Required tasks
A: According to the commentary, what were the four of them filming?
B: Transcribe the part of the commentary that begins at the words "It might be" and ends after the words "the VT instance.".

Source extract below:

So, what were four of them doing? They were filming a
school project previously approved by the professor.

Who cause more panic? The kids filming a robbery
school assignment , or when a big crew of polices showing up with
big machine guns, or when the prosecutor's
over-reaction causing all the teachers and students
nationwide to worry about their previous/future
creative writing is now considered criminals, and their civil

It might be all timing. There will be no problem if
this happened before VT instance. You have to admit
the kids do have poor judgment in filming such a school project
just one week after the VT instance.

Don't we make some bad judgment in the past? Are we
supposed to charge people with bad judgment as
criminals even without any crimes been committed? How
about the professor who promoted creative writing,
approved the scripts, and did NOT stop them from
completing the assignment after VT instance?

End of Source extract.
Source information below:

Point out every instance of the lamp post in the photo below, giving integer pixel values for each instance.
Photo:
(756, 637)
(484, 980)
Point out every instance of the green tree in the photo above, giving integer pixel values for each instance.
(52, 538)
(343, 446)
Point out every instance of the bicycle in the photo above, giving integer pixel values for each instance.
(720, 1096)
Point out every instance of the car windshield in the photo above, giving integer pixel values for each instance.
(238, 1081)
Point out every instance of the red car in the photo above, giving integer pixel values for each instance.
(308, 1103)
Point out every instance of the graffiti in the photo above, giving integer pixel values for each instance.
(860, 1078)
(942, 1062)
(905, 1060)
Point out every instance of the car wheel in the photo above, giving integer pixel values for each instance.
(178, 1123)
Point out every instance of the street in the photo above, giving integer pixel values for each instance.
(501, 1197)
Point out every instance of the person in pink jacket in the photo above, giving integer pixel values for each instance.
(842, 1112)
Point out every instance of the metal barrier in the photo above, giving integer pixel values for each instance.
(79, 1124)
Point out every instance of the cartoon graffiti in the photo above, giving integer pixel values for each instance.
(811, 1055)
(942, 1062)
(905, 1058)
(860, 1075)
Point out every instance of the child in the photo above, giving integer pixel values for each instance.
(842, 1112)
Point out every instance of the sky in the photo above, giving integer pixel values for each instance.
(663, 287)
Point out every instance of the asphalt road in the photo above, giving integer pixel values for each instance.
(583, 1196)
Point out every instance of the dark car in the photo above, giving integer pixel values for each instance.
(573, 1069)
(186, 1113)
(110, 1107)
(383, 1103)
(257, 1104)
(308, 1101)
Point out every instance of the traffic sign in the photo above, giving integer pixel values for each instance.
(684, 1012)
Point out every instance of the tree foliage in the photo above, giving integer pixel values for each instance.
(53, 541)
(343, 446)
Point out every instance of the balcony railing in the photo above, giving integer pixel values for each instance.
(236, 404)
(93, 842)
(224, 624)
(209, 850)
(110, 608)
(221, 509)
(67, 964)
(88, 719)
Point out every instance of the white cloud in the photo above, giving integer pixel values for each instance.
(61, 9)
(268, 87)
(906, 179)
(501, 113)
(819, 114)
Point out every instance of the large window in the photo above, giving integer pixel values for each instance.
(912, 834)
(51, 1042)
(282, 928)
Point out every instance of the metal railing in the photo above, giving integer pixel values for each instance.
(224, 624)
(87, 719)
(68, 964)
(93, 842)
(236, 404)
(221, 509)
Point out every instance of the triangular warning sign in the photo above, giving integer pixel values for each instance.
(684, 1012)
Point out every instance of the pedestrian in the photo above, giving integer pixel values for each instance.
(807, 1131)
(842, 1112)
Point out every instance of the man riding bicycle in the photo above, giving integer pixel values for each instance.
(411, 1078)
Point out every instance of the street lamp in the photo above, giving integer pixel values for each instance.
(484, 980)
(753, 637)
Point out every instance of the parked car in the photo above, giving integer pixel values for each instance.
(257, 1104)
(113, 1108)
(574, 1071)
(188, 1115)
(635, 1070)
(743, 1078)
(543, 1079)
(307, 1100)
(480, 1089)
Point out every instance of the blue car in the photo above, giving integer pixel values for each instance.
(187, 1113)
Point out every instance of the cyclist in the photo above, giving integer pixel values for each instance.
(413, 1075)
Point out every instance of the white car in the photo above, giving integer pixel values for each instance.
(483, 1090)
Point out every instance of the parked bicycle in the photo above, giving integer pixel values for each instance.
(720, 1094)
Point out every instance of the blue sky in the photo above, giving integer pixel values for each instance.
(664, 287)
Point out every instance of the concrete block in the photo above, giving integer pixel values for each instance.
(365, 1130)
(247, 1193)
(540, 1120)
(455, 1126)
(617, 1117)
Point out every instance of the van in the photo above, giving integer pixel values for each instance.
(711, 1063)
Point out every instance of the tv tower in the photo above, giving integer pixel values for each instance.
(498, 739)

End of Source information.

Results for the exercise
A: A school project previously approved by the professor.

B:
It might be all timing. There will be no problem if
this happened before VT instance. You have to admit
the kids do have poor judgment in filming such a school project
just one week after the VT instance.